■ TASK REQUIREMENTS ■
(a) Translate this sentence from the article on manufacturing productivity into Spanish: "More and more signs surely point to such a comeback."
(b) Write out everything in the article on manufacturing productivity from "Productivity Measurements" down to "industry in productivity.".
(c) Write the next part of the article on manufacturing productivity, picking up after its final sentence.

■ SOURCE ■

Wednesday, June 01, 2011
 

One of the few positives resulting from the recent economic downturn has been the ability for companies to do more with less. Many have found themselves able to handle increasing volumes without adding additional resources. Those that have adapted are poised to capture better profits as manufacturing makes a comeback during the coming years.

Manufacturing’s Comeback

More and more signs surely point to such a comeback. PMA’s monthly Business Conditions Report indicates that metalformers expect strong improvements in their industry and in the economy as a whole. Says one senior-level executive, with more than 30 years of experience: “I’ve read more good news about manufacturing in 2011 than in the past 15 years.”

Others share this view. According to a Wall Street Journal article titled, “World Revs Up U.S. Profits—Manufacturers Boom on Global Demand, Spurring Stocks to Three-Year High” (April 21, 2010), growth in manufacturing output is very strong compared to the rest of the overall economy.

“Manufacturing output has been rebounding since mid-2009,” the article says, “from a deep slump. During the first quarter it increased at an annual rate of 9.1 percent, according to data released by the Federal Reserve.”

Certainly challenges remain for manufacturing, such as the recent natural disaster in Japan and the high unemployment rate here in the United States; however, most expect these advances to continue.

Productivity Measurements

The annual PMA Benchmarking Report tracks several measurements related to productivity, the three most important of which are:

• Sales per employee;

• Value-added per employee; and

• Capacity utilization.

The 2010 Benchmarking Report (based on 2009 fiscal year-end data) shows that the first two metrics remain at strong levels throughout the industry, while capacity utilization continues to decline. More importantly, the report, which tracks the performance of the industry on average along with the performance of the most profitable companies (based on their operating income), reveals that performance in these three metrics is closely tied to profitability. In nearly all cases, the most profitable companies outperform the rest of the industry in productivity.

Sales per Employee

Sales per employee, computed by taking a company’s annual sales divided by its total employees, relates to a company’s efficiency. Since 2006, the metalforming industry has averaged a sales-per-employee ratio of $201,000, with a high of $213,000 in 2009. This high level of productivity has resulted from streamlined operations, successful lean-manufacturing implementations and effective use of outsourcing.

■ SOURCE DATA ■
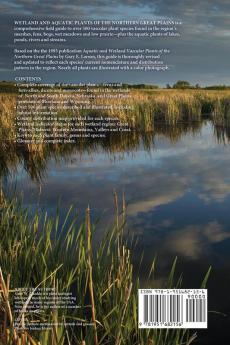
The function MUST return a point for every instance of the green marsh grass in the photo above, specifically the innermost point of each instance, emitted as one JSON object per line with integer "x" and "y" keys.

■ ANSWERS ■
(a) Cada vez más señales apuntan, sin duda, a tal recuperación.

(b)
Productivity Measurements

The annual PMA Benchmarking Report tracks several measurements related to productivity, the three most important of which are:

• Sales per employee;

• Value-added per employee; and

• Capacity utilization.

The 2010 Benchmarking Report (based on 2009 fiscal year-end data) shows that the first two metrics remain at strong levels throughout the industry, while capacity utilization continues to decline. More importantly, the report, which tracks the performance of the industry on average along with the performance of the most profitable companies (based on their operating income), reveals that performance in these three metrics is closely tied to profitability. In nearly all cases, the most profitable companies outperform the rest of the industry in productivity.

(c)
Value-Added per Employee

Another measure of manufacturing productivity, value-added is defined as the difference between total sales and the cost of materials plus outside services. Some consider this a better measure of productivity, since it gauges only the output within the four walls of a company and removes outsourcing from consideration. Value-added per employee has averaged approximately $100,000 during the last five years, with $105,000 (in 2007) at its peak.

Capacity Utilization

In contrast with the first two performance metrics, capacity utilization has shown a steady decline since 2006. While there are many different s to calculate this metric, the PMA Benchmarking Report uses the following formula to measure uptime against 24 hr./day, seven days/week:

Machine hours utilized/(no. of machines x 8760 hr.) x 100

Capacity-utilization rate has decreased from a high of 24 percent in 2006 to a low of 15 percent in 2010, suggesting that a significant amount of excess capacity remains within the industry. While higher utilization rates generally are preferred, let us not analyze them in a vacuum.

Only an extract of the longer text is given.